§ INSTRUCTIONS TO FOLLOW
Transcribe the entries exactly as given and skip whatever images they hold.

§ DATA PROVIDED
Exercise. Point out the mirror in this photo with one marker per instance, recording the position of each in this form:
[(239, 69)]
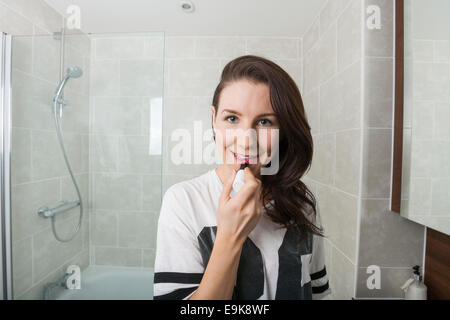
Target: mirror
[(425, 167)]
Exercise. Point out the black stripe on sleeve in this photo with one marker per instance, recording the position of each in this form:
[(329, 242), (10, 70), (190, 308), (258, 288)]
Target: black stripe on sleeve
[(177, 277), (316, 290), (178, 294), (318, 274)]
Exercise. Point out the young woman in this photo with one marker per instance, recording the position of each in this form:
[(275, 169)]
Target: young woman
[(266, 241)]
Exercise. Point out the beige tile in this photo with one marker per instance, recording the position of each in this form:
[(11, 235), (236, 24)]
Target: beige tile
[(348, 158), (115, 191), (377, 163), (378, 97), (219, 47), (137, 230), (388, 239), (324, 159), (349, 35), (343, 273), (273, 48), (379, 42), (128, 257)]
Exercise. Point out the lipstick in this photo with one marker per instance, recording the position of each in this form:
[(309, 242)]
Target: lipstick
[(239, 179)]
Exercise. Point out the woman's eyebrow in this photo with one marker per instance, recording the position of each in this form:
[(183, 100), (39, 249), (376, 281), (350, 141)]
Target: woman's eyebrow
[(260, 115)]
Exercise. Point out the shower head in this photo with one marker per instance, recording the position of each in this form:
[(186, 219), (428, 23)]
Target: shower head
[(74, 72)]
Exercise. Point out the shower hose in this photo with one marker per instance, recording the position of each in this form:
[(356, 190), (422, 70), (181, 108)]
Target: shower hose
[(58, 132)]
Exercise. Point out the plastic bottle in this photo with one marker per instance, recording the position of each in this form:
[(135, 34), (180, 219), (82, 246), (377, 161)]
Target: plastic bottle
[(414, 288)]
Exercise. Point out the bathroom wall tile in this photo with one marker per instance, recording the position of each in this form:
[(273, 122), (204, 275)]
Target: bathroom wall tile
[(46, 156), (340, 102), (390, 282), (179, 47), (38, 12), (324, 159), (388, 239), (22, 262), (431, 81), (76, 113), (421, 158), (117, 115), (148, 256), (378, 99), (20, 155), (21, 49), (37, 291), (137, 230), (442, 51), (152, 194), (273, 48), (440, 165), (104, 228), (330, 12), (339, 215), (46, 58), (141, 78), (134, 156), (104, 153), (381, 40), (440, 199), (30, 97), (193, 77), (349, 35), (422, 50), (68, 192), (105, 77), (127, 47), (311, 37), (423, 121), (420, 197), (127, 257), (293, 68), (327, 55), (171, 179), (312, 110), (348, 158), (342, 275), (154, 46), (13, 23), (442, 114), (115, 191), (219, 47), (49, 253), (377, 163), (311, 70)]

§ TASK ANSWER
Exercise. Point out the mirror in this photo with one marker per instance, recording the position of each in this form:
[(239, 69)]
Target: mirror
[(425, 167)]
Exercise. Point out the black stripe on sleeve in this photo with one marker per instance, recording the position of each in this form:
[(329, 242), (10, 70), (190, 308), (258, 288)]
Target: black stripe on sleeve
[(177, 277), (316, 290), (178, 294), (318, 274)]
Exercise. Point out the young woman in this photo with one marker per instance, recording the position of each in this form:
[(275, 169)]
Target: young woman
[(266, 241)]
Exercise. Point out the beige tile in this photo with one marker per instance, recording the position of each in this form:
[(11, 235), (236, 24)]
Target: beige tile
[(348, 158), (115, 191), (377, 163), (378, 97), (219, 47), (137, 230), (388, 239), (324, 159), (349, 35), (343, 273), (273, 48), (379, 42), (128, 257)]
Exercise. Point out the lipstick in this photo with one marker per instance, recording the position of each in this form:
[(309, 242)]
Target: lipstick
[(239, 179)]
Exercise. Point out the woman's eyebrow in this photo with one marker per instance, recording the position of each in this form:
[(183, 100), (39, 249), (376, 281), (350, 141)]
Target: woman's eyebrow
[(260, 115)]
Exercise. Point out the shower head in this photo with one marker per instance, recording the position of each in this form:
[(186, 219), (428, 23)]
Target: shower head
[(74, 72)]
Exercise. Point out the shower hose in this photo with one marker per instance, recording the position of each in this form:
[(356, 190), (422, 70), (181, 108)]
Target: shower hose
[(58, 132)]
Exercise. Point out the plastic bottle in this photo with one marker per instance, recording the position of each in this form:
[(135, 34), (180, 219), (82, 246), (377, 161)]
Target: plastic bottle
[(414, 288)]
Exercise. Point out the bathroom wall tile in this photo with one marker per instance, recording the position of each in this form:
[(273, 122), (204, 275)]
Target: bathroom wall tile
[(46, 156), (340, 102), (390, 282), (179, 47), (38, 12), (324, 159), (388, 239), (22, 262), (431, 81), (76, 113), (421, 158), (117, 115), (148, 256), (378, 99), (20, 155), (21, 49), (37, 291), (137, 230), (442, 51), (152, 194), (273, 48), (440, 165), (104, 228), (330, 12), (339, 215), (46, 58), (141, 78), (134, 156), (104, 153), (381, 40), (440, 199), (30, 97), (193, 77), (349, 35), (422, 50), (68, 192), (105, 77), (127, 47), (311, 37), (423, 121), (420, 197), (127, 257), (293, 68), (327, 55), (171, 179), (312, 110), (348, 158), (342, 275), (154, 46), (13, 23), (442, 114), (115, 191), (219, 47), (49, 253), (377, 163), (311, 70)]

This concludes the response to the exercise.